▸ PROBLEM REQUIREMENTS:
Take the line containing "Please put a point on each instance of the sky" and every line after it to the end of the material below; reproduce them exactly, without pictures.
#### INPUT DATA
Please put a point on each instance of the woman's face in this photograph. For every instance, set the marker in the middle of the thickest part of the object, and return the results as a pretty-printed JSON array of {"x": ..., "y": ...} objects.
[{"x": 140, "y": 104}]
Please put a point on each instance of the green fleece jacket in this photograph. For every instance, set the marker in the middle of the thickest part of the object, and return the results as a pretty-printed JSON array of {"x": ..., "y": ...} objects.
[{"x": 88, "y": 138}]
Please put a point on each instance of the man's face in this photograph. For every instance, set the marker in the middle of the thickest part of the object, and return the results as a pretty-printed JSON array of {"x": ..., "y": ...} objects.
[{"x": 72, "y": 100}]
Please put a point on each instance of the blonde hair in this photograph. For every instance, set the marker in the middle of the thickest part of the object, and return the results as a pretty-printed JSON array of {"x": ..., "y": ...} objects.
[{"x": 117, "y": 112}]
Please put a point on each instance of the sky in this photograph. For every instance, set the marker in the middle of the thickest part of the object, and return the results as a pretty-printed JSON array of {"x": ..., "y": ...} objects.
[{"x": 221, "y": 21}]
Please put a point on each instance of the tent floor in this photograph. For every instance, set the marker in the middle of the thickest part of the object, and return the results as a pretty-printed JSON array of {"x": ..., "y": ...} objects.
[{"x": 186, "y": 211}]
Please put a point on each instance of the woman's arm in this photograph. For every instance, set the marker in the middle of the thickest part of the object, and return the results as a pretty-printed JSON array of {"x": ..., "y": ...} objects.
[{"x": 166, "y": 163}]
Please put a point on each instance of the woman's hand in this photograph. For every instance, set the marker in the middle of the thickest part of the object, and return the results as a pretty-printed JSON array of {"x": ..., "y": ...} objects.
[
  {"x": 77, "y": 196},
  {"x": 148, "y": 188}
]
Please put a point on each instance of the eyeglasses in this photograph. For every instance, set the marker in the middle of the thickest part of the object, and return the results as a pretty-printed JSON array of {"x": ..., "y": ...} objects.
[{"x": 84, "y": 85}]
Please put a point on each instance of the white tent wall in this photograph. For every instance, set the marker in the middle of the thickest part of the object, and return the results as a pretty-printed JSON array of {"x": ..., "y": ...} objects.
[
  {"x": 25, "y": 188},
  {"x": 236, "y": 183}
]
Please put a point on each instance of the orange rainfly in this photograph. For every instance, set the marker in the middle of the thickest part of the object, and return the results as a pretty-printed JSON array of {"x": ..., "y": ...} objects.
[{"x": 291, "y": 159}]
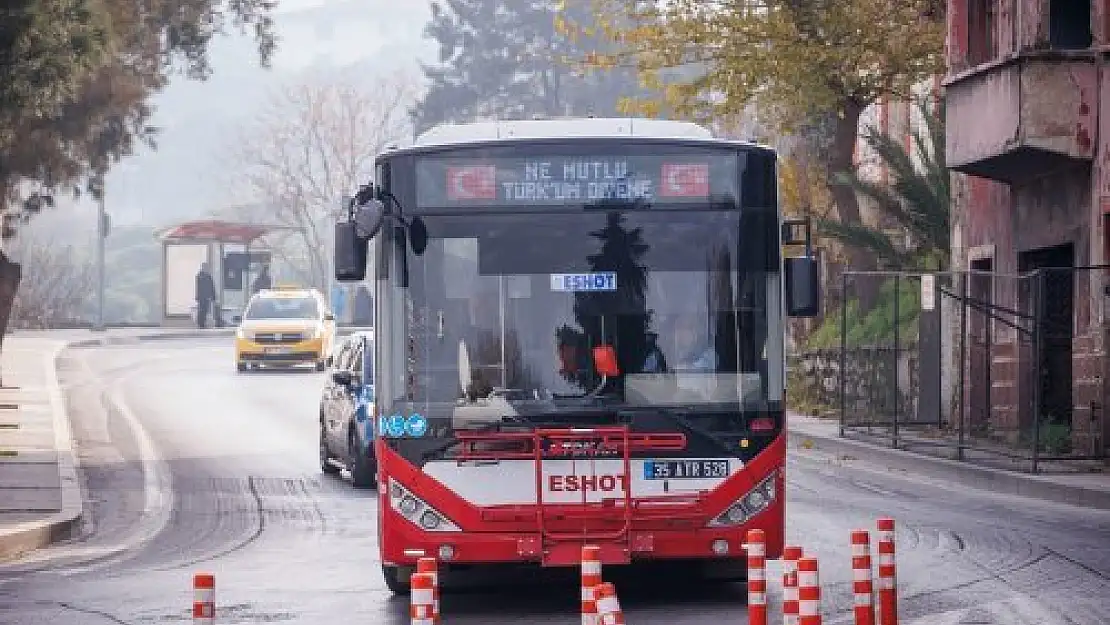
########
▸ WRITTEN RESPONSE:
Please put a point on each instance of the sky in this photograph. For every instance, set the marker in the middle of the thickest part of the object, and return the results as a pretty-printed JSON array of {"x": ..., "y": ...} objects.
[{"x": 221, "y": 21}]
Please put a point on each instance of the tent floor in this photograph. For every instance, set the marker in the middle of the thickest part of the object, and return the results as a pretty-printed JSON array of {"x": ..., "y": ...} objects.
[{"x": 186, "y": 211}]
Please put a point on each instance of the woman's arm in this photograph. For every instance, set the marker in the middle of the thickest part of the object, and return the results as a pretty-printed JSON array of {"x": ..., "y": ...} objects.
[{"x": 166, "y": 163}]
Please put a point on each instance of the woman's hand in this photograph. For every instance, set the marker in the middle of the thickest part of the object, and return the results as a pretty-printed JSON array of {"x": ..., "y": ...} objects.
[
  {"x": 77, "y": 196},
  {"x": 148, "y": 188}
]
Please put a point on each instance of the eyeglasses in this photograph. For every instance, set the marker in the middle of the thickest part of the object, and return the results as a pretty-printed JSON array of {"x": ..., "y": ...} objects.
[{"x": 84, "y": 85}]
Please put a point on each instance of the white tent wall in this photograph. For every instance, set the marker in the middle of the thickest part of the object, and return the results as a pretty-printed JSON array of {"x": ..., "y": ...} objects.
[
  {"x": 25, "y": 188},
  {"x": 236, "y": 183}
]
Please put a point on each instance of the orange rainfly in this photograph. For every instance, set the marker in the middle of the thickest part of the object, and return the results as a pretty-printed JSON array of {"x": ..., "y": ...} objects.
[{"x": 291, "y": 159}]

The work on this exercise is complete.